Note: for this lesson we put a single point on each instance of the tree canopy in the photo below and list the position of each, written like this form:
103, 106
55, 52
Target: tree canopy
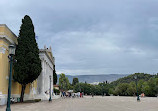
28, 66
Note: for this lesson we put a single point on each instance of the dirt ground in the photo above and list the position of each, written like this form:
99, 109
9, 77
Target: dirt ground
97, 103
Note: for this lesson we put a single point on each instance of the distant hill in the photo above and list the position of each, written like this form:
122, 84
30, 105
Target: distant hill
96, 78
130, 78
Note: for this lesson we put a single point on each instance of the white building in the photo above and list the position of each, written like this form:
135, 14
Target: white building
43, 81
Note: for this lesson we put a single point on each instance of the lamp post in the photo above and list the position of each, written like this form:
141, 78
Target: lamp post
11, 54
50, 98
136, 77
102, 89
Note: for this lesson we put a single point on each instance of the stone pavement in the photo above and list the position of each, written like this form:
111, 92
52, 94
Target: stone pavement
108, 103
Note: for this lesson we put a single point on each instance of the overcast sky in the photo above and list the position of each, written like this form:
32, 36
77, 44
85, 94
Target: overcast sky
92, 36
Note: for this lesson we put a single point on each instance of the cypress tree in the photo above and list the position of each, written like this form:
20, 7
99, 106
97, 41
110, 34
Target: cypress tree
55, 78
28, 66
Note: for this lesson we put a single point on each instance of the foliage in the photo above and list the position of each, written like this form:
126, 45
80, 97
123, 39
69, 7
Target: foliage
63, 82
28, 66
55, 78
56, 91
75, 81
131, 78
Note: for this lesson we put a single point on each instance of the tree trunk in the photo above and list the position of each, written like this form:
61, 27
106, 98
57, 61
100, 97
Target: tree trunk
22, 92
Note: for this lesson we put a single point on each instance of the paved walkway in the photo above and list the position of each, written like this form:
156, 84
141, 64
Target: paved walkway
110, 103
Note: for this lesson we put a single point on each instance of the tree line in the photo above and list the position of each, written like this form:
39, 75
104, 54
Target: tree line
126, 86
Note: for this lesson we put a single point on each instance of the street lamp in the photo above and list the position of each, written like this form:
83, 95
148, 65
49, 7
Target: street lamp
11, 54
136, 77
50, 98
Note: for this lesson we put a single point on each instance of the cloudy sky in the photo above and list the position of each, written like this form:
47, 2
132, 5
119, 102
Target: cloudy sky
92, 36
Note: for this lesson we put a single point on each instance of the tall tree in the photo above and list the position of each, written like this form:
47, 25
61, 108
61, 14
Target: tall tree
75, 81
28, 66
55, 78
63, 82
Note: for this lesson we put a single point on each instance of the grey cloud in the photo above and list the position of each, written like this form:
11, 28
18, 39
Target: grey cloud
92, 36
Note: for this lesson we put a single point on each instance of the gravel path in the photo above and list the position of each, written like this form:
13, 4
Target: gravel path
110, 103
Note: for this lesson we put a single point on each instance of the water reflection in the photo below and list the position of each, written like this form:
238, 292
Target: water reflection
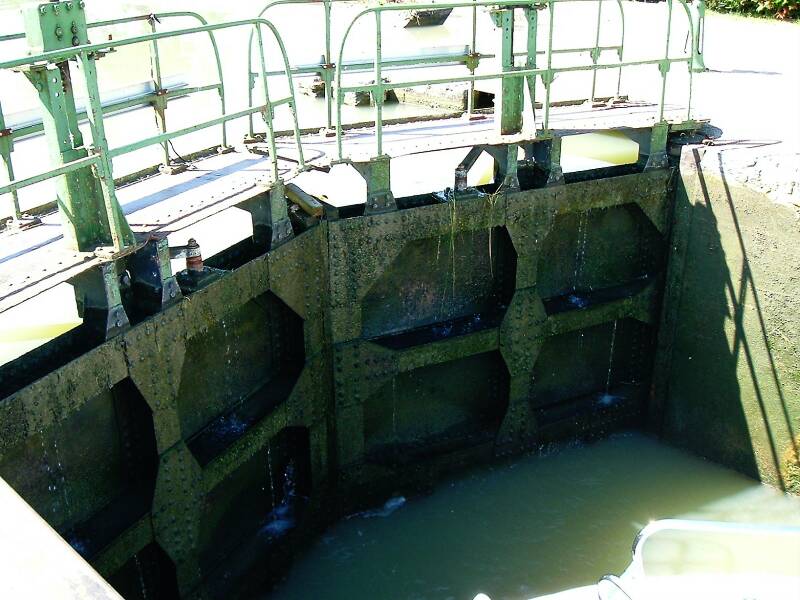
546, 523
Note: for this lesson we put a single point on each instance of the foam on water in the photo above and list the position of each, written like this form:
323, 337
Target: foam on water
556, 520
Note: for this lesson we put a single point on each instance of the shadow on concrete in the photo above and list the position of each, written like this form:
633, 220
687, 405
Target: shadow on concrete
728, 398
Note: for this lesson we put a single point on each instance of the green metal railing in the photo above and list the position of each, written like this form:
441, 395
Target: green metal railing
511, 78
102, 155
509, 72
158, 98
325, 70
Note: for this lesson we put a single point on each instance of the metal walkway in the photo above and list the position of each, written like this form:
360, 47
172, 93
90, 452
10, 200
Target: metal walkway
100, 221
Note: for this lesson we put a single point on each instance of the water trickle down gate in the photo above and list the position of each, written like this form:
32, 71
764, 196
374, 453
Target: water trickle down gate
201, 424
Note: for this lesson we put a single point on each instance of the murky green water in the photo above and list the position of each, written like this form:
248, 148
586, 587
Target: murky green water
540, 525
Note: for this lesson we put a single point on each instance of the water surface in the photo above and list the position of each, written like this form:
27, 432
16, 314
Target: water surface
539, 525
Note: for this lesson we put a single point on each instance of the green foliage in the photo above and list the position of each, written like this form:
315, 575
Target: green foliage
780, 9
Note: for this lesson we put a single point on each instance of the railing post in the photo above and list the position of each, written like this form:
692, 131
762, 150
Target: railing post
698, 13
532, 14
160, 102
664, 65
472, 65
511, 99
548, 76
86, 199
595, 52
327, 71
378, 89
6, 147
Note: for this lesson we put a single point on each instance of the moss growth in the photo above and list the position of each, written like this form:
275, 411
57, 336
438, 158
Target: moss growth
791, 467
780, 9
━━━━━━━━━━━━━━━━━━━━
> **What is required**
Drop the pictures and reproduce the rest of the data above exactly.

> **Solution to the problem**
Note: for this lesson we put a single point on each instance of the tree canopy in the photo below and list the position of each, written like this form:
103, 106
55, 52
Target: tree canopy
28, 66
Note: for this lesson we put a single point on each instance of the dirt ground in the photo above and list the position of each, written like this form:
99, 109
9, 77
Target: dirt ground
97, 103
Note: for this lesson we put a single point on each instance of the distant hill in the photo above and list the position of each, written like this form:
122, 84
30, 105
Target: distant hill
96, 78
130, 78
Note: for this lesson we put a single point on each instance of the white building in the photo above and list the position of each, written like this form:
135, 14
Target: white building
43, 81
Note: for this lesson we put a single point on each instance of the lamp post in the photo above and list the position of each, written like this form:
141, 78
Target: lamp post
11, 54
50, 98
136, 77
102, 89
Note: for this lesson we put a single point on each instance of the stone pavement in the photo above and list the position of each, written like this form:
111, 92
52, 94
Target: stone pavement
108, 103
Note: for this lesson we put a single point on each instance of the overcast sky in the photo above and list the position of each, written like this form:
32, 36
77, 44
85, 94
Target: overcast sky
92, 36
Note: for this lesson we put a single point on each instance of the cypress tree in the photo above and list the position of each, written like this form:
20, 7
99, 106
97, 41
110, 34
Target: cypress tree
55, 78
28, 66
Note: for this lesson we put a single point on each instance of the foliage in the photo above and list the position of each, written like this form:
126, 45
80, 97
123, 39
69, 7
Target: foliage
63, 82
28, 66
55, 78
56, 91
75, 81
131, 78
Note: for this lesson we put a single point on each instance of the tree trunk in the photo above and list the position of each, written like this form:
61, 27
106, 98
57, 61
100, 97
Target: tree trunk
22, 92
Note: for this lesson we put a single point on each instance of the paved walkway in the photo above and list the position of each, written like this form:
156, 84
141, 64
Target: paved walkway
110, 103
Note: for this lesson we put a single point on each instance of the tree line in the photo above and list the position of each, written like this form:
39, 75
104, 54
Target: tree line
126, 86
Note: for this lesson we put a single point on each instance of the street lamp in the photo above and list the position of each, written like this form:
83, 95
148, 65
49, 7
Target: street lamp
11, 54
136, 77
50, 98
Note: for this lesson we put a single point on each instance of the cloudy sky in the photo above and list the position of each, written like this form:
47, 2
132, 5
119, 102
Target: cloudy sky
92, 36
Note: for this lesson we put a single point on each instance of the tall tree in the photo above and list the position of each, written like this form:
47, 25
61, 108
61, 14
Target: tall tree
75, 81
28, 66
55, 78
63, 82
Note: for this lesson we put a single point on each instance of the grey cloud in the photo above and list the position of each, written like this form:
11, 28
18, 39
Target: grey cloud
92, 36
Note: for this lesson we put a single point on each instance of the gravel path in the photo above and list the position of each, written like this form:
13, 4
Target: gravel path
110, 103
Note: for this lesson we put a single point on each instance of the water reflection in the photo below and list the position of each, written like this form:
238, 292
Target: water reflection
546, 523
Note: for this lesson we put a single point on each instance of the foam on water in the photo above and list the position of each, written like this form:
323, 337
Target: foam on water
556, 520
Note: for this lesson we put a single point on each instance of the shadow on concrete in the photo above and list the position of each, written like this form:
633, 220
687, 405
Target: shadow on concrete
728, 398
Note: for this lesson we put a single point on each instance of the green metal railing in the photo above and list the position of each, written like this form:
441, 395
Target: green metal railing
511, 78
102, 155
509, 72
158, 98
325, 70
Note: for this lesson we put a single point on each instance of the metal walkway in the photo above and list the position of each, written like this form:
360, 47
172, 93
90, 452
10, 200
Target: metal walkway
100, 221
Note: for this lesson we put a single point on each instance of the water trickle down gate in the photo above and list the position of each, written like this form:
32, 71
764, 196
374, 453
Target: water trickle down gate
201, 424
Note: for this lesson we put a single point on each instance of the murky green water in the photo above and list the position of each, written like this form:
248, 148
586, 587
Target: murky green water
540, 525
Note: for this lesson we put a single point on each instance of the water surface in the photo above and list the position of each, written like this form:
27, 432
16, 314
Target: water surface
539, 525
Note: for this lesson we put a single point on each instance of the green foliage in the photo above and list the position of each, written like this form:
315, 575
Target: green foliage
780, 9
Note: for this lesson we put a single point on each instance of the railing post in the photo above and list the position of each, written like this form:
692, 131
762, 150
Target: railing post
698, 13
532, 14
160, 102
664, 65
472, 65
511, 99
548, 76
86, 199
595, 52
327, 71
378, 89
6, 147
Note: for this lesson we put a single point on each instance of the moss growth in the photo above and list the position of each, written like this form:
275, 411
57, 336
438, 158
Target: moss growth
791, 467
780, 9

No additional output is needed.